• What is needed: Move the part of the data that opens with the line containing "Query: wooden tabletop" and closes with the line containing "91], [180, 79]]]" into your reply, requests and all, adding 130 to every coordinate in the answers but to no other number. Bring over only that part, and leave the pictures out.
──────────────────────────────
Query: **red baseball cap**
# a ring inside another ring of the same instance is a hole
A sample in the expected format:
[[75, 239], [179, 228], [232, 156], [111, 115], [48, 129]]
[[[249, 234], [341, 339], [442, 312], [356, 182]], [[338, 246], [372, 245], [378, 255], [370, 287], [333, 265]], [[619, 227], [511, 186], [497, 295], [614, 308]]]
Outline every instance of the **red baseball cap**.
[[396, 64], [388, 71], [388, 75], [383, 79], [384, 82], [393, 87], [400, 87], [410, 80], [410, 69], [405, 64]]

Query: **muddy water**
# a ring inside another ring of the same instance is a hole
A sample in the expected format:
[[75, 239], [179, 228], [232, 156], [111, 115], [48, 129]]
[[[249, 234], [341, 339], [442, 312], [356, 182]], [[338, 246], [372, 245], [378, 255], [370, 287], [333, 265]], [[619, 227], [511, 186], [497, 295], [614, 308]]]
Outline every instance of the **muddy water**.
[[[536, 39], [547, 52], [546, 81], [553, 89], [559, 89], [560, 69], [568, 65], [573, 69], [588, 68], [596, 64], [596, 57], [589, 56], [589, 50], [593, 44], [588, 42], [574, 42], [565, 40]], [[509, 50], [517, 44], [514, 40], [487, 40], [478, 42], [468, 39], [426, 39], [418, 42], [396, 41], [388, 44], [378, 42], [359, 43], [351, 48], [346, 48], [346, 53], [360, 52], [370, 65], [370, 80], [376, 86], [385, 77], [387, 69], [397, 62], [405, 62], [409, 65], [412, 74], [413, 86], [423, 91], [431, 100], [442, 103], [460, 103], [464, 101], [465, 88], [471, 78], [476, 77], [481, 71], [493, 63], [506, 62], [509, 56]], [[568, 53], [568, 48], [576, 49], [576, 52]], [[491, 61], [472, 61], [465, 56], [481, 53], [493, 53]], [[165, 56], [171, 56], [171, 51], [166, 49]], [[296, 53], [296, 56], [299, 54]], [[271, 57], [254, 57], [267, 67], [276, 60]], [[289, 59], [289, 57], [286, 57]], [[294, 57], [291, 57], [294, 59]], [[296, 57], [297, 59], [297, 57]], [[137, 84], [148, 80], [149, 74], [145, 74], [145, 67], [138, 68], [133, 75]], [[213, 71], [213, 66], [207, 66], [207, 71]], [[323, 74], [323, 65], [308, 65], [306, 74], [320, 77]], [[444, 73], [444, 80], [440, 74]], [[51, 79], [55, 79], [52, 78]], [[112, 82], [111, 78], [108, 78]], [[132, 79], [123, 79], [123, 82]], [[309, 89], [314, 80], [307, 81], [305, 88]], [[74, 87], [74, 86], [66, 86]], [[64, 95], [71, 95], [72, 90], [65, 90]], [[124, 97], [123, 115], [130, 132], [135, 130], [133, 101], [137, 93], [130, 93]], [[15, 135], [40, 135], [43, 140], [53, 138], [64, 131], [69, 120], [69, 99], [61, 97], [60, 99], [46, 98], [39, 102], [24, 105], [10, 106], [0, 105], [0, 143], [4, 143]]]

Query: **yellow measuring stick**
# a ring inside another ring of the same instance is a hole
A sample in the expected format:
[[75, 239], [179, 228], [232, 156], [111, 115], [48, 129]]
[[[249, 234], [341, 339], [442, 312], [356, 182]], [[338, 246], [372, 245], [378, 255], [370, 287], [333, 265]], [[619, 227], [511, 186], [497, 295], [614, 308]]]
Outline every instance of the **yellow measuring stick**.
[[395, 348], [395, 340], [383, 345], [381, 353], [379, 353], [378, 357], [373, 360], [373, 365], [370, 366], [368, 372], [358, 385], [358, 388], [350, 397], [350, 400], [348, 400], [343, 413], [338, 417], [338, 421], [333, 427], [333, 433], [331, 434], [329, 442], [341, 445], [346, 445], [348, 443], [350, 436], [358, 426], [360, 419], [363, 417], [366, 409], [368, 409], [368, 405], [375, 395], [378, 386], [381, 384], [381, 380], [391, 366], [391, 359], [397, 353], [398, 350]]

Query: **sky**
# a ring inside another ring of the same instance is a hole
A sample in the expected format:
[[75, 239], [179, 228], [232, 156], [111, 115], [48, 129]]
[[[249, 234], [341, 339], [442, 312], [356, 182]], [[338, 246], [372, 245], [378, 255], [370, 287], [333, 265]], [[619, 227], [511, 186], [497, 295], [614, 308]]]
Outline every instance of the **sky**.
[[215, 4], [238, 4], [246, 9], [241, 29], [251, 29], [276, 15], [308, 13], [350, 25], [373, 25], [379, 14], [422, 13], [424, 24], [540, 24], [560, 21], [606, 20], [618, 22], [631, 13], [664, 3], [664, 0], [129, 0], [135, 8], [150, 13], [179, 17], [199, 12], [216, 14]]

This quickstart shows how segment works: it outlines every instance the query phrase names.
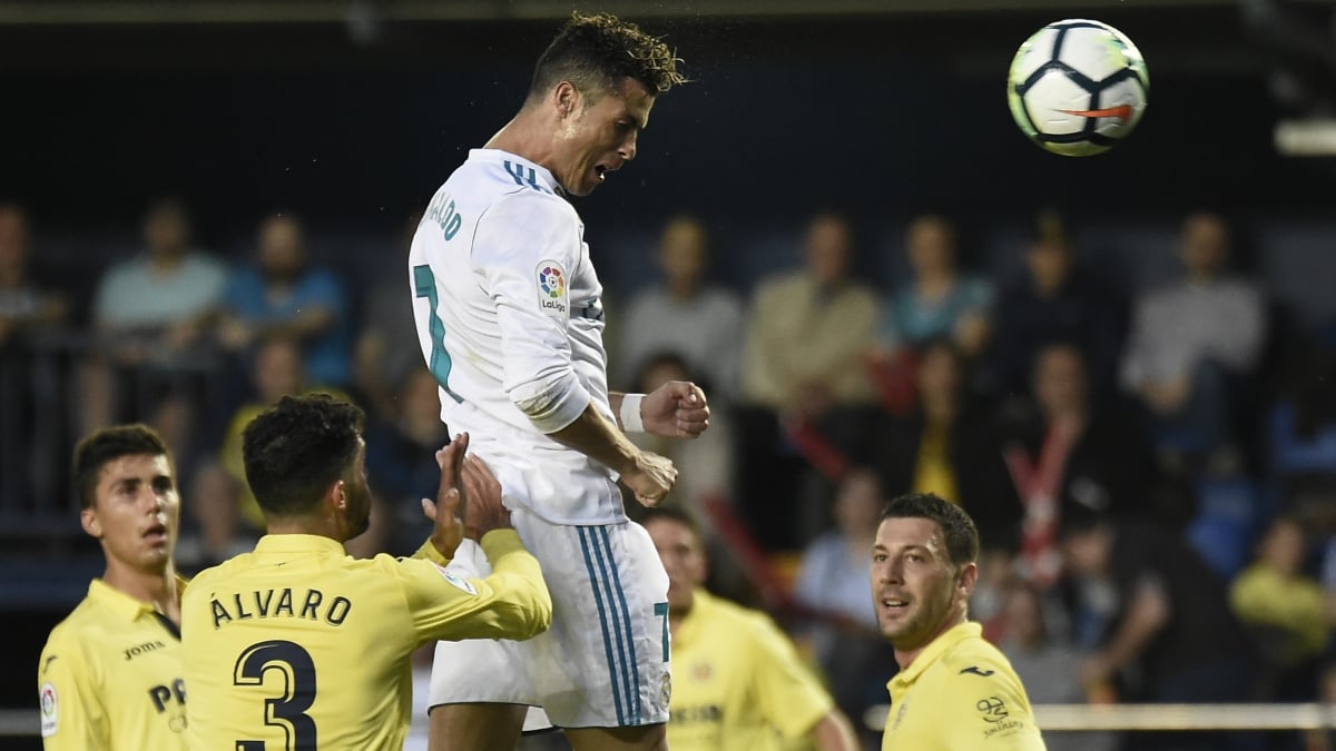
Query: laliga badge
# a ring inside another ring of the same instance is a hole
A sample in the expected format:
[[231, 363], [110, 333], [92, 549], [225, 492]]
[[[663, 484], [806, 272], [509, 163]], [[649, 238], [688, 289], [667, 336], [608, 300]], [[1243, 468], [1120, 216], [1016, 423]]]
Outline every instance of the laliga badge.
[[540, 261], [536, 271], [538, 277], [538, 309], [565, 321], [570, 311], [566, 270], [556, 261]]
[[52, 683], [43, 683], [41, 691], [41, 738], [51, 738], [56, 734], [60, 719], [60, 702], [56, 699], [56, 687]]

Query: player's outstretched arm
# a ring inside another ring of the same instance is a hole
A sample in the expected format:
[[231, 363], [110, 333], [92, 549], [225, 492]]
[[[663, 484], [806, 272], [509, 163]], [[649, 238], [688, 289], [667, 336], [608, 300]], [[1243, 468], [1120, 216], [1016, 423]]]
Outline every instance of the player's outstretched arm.
[[664, 500], [677, 481], [677, 468], [671, 460], [640, 450], [593, 404], [574, 422], [548, 436], [611, 466], [647, 506]]
[[669, 381], [648, 394], [608, 394], [617, 426], [627, 433], [696, 438], [709, 428], [705, 392], [689, 381]]
[[454, 557], [454, 551], [465, 537], [460, 506], [464, 500], [461, 480], [468, 450], [469, 434], [460, 433], [449, 445], [436, 452], [436, 462], [441, 466], [441, 482], [436, 489], [436, 501], [422, 498], [422, 513], [434, 522], [428, 543], [446, 560]]
[[831, 710], [812, 728], [812, 743], [818, 751], [858, 751], [860, 744], [852, 723], [839, 710]]

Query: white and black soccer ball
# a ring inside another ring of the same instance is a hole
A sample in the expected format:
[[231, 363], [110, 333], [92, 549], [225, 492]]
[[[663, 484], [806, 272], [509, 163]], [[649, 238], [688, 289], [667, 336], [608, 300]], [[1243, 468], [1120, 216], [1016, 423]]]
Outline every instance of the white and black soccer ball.
[[1141, 122], [1150, 79], [1141, 51], [1102, 21], [1067, 19], [1034, 32], [1017, 49], [1007, 104], [1041, 148], [1092, 156]]

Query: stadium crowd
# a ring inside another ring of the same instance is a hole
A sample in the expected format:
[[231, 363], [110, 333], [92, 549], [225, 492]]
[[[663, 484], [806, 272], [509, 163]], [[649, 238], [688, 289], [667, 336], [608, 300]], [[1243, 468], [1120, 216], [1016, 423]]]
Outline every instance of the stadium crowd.
[[[375, 506], [350, 552], [410, 555], [448, 440], [405, 275], [414, 227], [367, 278], [301, 216], [265, 218], [234, 258], [160, 199], [139, 251], [107, 258], [84, 295], [35, 263], [41, 227], [0, 206], [5, 506], [68, 508], [68, 441], [142, 420], [176, 450], [179, 560], [203, 568], [263, 531], [244, 425], [333, 392], [369, 420]], [[711, 592], [770, 612], [847, 716], [884, 704], [896, 669], [867, 569], [882, 505], [908, 492], [977, 521], [970, 616], [1035, 704], [1336, 699], [1336, 322], [1297, 323], [1233, 253], [1229, 216], [1182, 216], [1177, 277], [1149, 289], [1092, 269], [1053, 212], [1015, 278], [973, 267], [946, 215], [904, 224], [891, 286], [855, 271], [871, 253], [855, 218], [818, 212], [791, 239], [804, 262], [743, 290], [712, 274], [727, 249], [704, 219], [665, 216], [659, 281], [607, 290], [605, 339], [615, 389], [705, 388], [700, 441], [637, 441], [681, 470], [667, 505], [705, 531]]]

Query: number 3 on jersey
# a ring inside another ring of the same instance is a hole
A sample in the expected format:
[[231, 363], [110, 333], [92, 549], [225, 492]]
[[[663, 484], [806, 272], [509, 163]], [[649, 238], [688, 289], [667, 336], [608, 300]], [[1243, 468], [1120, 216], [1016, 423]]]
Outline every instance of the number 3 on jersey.
[[413, 297], [425, 297], [428, 305], [432, 306], [432, 322], [428, 325], [428, 334], [432, 335], [432, 355], [428, 367], [436, 376], [436, 382], [441, 384], [441, 389], [452, 400], [462, 404], [464, 397], [450, 390], [450, 367], [453, 362], [450, 361], [450, 353], [445, 351], [445, 323], [436, 313], [436, 274], [432, 273], [432, 267], [426, 263], [413, 267]]

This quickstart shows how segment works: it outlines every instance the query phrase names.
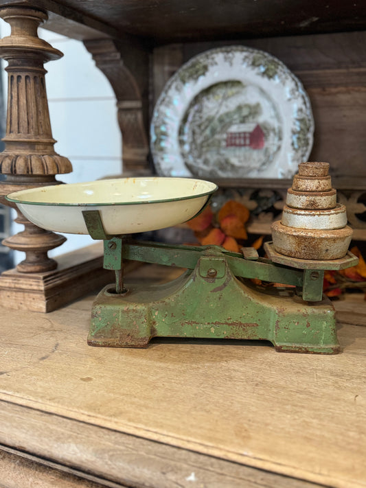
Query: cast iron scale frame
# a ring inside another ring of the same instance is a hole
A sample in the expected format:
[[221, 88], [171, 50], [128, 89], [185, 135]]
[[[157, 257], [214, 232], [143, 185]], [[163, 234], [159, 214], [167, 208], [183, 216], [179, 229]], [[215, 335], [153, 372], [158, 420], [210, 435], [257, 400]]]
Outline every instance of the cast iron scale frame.
[[[242, 253], [216, 246], [195, 247], [133, 242], [104, 232], [98, 210], [82, 212], [93, 239], [104, 240], [104, 267], [115, 272], [92, 307], [88, 344], [147, 347], [153, 337], [266, 340], [276, 351], [339, 351], [334, 309], [323, 295], [324, 270], [354, 266], [351, 253], [315, 261], [288, 257], [265, 244], [270, 259], [253, 248]], [[123, 260], [186, 268], [163, 284], [123, 282]], [[293, 288], [259, 287], [255, 278]]]

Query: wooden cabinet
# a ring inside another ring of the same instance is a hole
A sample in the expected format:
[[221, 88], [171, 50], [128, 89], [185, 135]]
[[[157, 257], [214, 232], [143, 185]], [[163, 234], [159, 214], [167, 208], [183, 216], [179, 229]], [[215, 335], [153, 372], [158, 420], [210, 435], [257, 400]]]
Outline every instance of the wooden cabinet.
[[[183, 62], [231, 43], [275, 55], [309, 93], [312, 158], [332, 163], [334, 185], [364, 235], [357, 217], [366, 191], [363, 2], [2, 0], [1, 6], [23, 8], [24, 22], [25, 8], [45, 12], [47, 28], [84, 41], [116, 94], [127, 172], [150, 170], [151, 109]], [[288, 183], [222, 184], [281, 192]], [[152, 275], [172, 277], [144, 266], [137, 279]], [[242, 342], [93, 348], [86, 341], [91, 299], [48, 314], [1, 309], [0, 486], [365, 486], [362, 300], [338, 304], [342, 353], [322, 356]]]

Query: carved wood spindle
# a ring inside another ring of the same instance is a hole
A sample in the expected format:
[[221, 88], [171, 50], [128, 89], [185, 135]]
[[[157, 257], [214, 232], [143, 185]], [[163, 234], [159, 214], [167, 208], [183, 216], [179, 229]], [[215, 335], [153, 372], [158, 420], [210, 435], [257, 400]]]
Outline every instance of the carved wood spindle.
[[[58, 183], [55, 176], [71, 172], [72, 166], [54, 148], [43, 64], [62, 54], [38, 37], [38, 27], [47, 20], [47, 14], [28, 7], [4, 7], [0, 8], [0, 16], [12, 27], [10, 36], [0, 40], [0, 56], [8, 62], [5, 148], [0, 153], [0, 173], [6, 175], [6, 180], [0, 183], [0, 201], [12, 206], [5, 195]], [[25, 229], [3, 241], [10, 248], [25, 253], [16, 270], [29, 273], [55, 269], [57, 263], [48, 257], [47, 251], [66, 238], [37, 227], [16, 210], [16, 222]]]

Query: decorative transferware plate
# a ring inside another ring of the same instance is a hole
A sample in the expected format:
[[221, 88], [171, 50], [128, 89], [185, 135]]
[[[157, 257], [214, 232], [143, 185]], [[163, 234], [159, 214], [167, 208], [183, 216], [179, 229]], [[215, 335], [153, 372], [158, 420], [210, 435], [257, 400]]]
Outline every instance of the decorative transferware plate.
[[314, 122], [300, 81], [278, 59], [242, 46], [191, 59], [169, 80], [151, 124], [159, 174], [291, 178]]

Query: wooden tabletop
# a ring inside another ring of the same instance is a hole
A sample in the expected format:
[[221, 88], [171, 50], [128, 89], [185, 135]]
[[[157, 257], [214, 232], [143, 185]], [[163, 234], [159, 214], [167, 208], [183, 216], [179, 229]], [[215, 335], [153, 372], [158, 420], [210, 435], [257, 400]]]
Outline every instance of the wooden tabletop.
[[[116, 38], [126, 34], [144, 38], [152, 45], [356, 31], [366, 27], [362, 1], [2, 0], [1, 5], [45, 9], [50, 16], [59, 16]], [[58, 23], [65, 35], [76, 32], [67, 22]], [[80, 35], [84, 38], [87, 33], [80, 31]]]
[[366, 486], [366, 327], [339, 324], [337, 356], [255, 341], [91, 347], [93, 298], [1, 310], [5, 451], [104, 486]]

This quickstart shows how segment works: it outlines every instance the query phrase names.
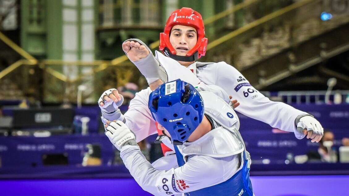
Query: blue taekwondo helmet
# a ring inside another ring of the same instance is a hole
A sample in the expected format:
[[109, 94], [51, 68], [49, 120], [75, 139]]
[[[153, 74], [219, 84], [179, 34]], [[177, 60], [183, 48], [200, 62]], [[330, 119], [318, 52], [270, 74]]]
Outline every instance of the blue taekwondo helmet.
[[[184, 102], [186, 89], [190, 93]], [[157, 107], [153, 104], [156, 99]], [[159, 85], [149, 96], [148, 106], [153, 118], [170, 133], [172, 144], [174, 141], [181, 144], [188, 139], [202, 120], [205, 111], [198, 91], [180, 79]]]

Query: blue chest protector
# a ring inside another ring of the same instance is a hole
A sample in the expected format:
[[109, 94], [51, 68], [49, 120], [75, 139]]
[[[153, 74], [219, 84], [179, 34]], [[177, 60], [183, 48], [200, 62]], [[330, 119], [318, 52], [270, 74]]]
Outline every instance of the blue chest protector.
[[[185, 164], [183, 156], [177, 146], [174, 145], [177, 161], [179, 167]], [[215, 185], [185, 193], [186, 196], [220, 196], [236, 195], [252, 196], [252, 185], [250, 180], [250, 169], [247, 168], [247, 161], [244, 153], [244, 166], [231, 178], [225, 182]]]

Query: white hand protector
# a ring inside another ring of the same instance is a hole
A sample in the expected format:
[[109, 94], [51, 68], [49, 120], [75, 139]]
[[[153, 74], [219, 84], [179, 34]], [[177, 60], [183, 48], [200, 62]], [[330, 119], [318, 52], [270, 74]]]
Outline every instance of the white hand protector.
[[[110, 89], [105, 91], [102, 93], [99, 99], [98, 100], [98, 105], [101, 108], [101, 110], [103, 112], [107, 113], [112, 113], [116, 111], [118, 107], [122, 104], [124, 102], [124, 97], [121, 95], [119, 96], [121, 98], [121, 100], [116, 102], [114, 102], [111, 99], [110, 100], [107, 101], [103, 99], [103, 97], [105, 96], [109, 97], [109, 95], [113, 93], [113, 91], [116, 90], [115, 89]], [[103, 106], [101, 106], [99, 103], [103, 102], [104, 103], [104, 105]]]
[[307, 129], [307, 139], [311, 139], [311, 142], [318, 142], [324, 135], [324, 128], [321, 124], [314, 117], [311, 116], [305, 116], [299, 119], [297, 124], [297, 131], [302, 134], [303, 130]]
[[216, 85], [208, 85], [202, 82], [200, 82], [195, 86], [198, 91], [208, 91], [213, 93], [218, 97], [222, 98], [228, 103], [230, 102], [229, 96], [223, 89]]
[[105, 135], [118, 150], [125, 144], [137, 145], [134, 134], [122, 121], [112, 122], [105, 129]]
──────────────────────────────
• Worked solution:
Query: wooden tabletop
# a ring inside another ring of the same instance is a hole
A sample in the expected format:
[[221, 88], [171, 50], [128, 89], [185, 135]]
[[[157, 257], [214, 232], [143, 185]], [[163, 234], [159, 214], [167, 208], [183, 216], [179, 229]], [[215, 335], [153, 372], [158, 420], [210, 435], [257, 400]]]
Outline every instance of the wooden tabletop.
[[[246, 168], [256, 164], [274, 168], [282, 175], [486, 161], [496, 157], [492, 131], [132, 130], [131, 135], [175, 139], [180, 146], [189, 146]], [[188, 153], [195, 165], [206, 162], [197, 152]], [[210, 165], [214, 168], [217, 163], [210, 161]]]
[[496, 616], [496, 457], [469, 454], [467, 486], [385, 471], [221, 477], [223, 428], [131, 440], [135, 581], [234, 616]]

This quickstart shows how segment works: it outlines every instance the query phrase names.
Query: blue taekwondo helmet
# a ring inside another ring of the same instance is a hole
A sample in the expected format:
[[109, 94], [51, 68], [49, 120], [75, 139]]
[[[153, 74], [219, 84], [179, 34]], [[177, 60], [183, 48], [200, 62]], [[330, 119], [318, 52], [270, 74]]]
Outline every instance of the blue taekwondo helmet.
[[[314, 232], [316, 219], [320, 223]], [[287, 237], [283, 234], [286, 229]], [[289, 215], [279, 226], [278, 236], [283, 248], [300, 263], [302, 274], [304, 271], [311, 274], [318, 269], [332, 250], [335, 241], [328, 221], [310, 209]]]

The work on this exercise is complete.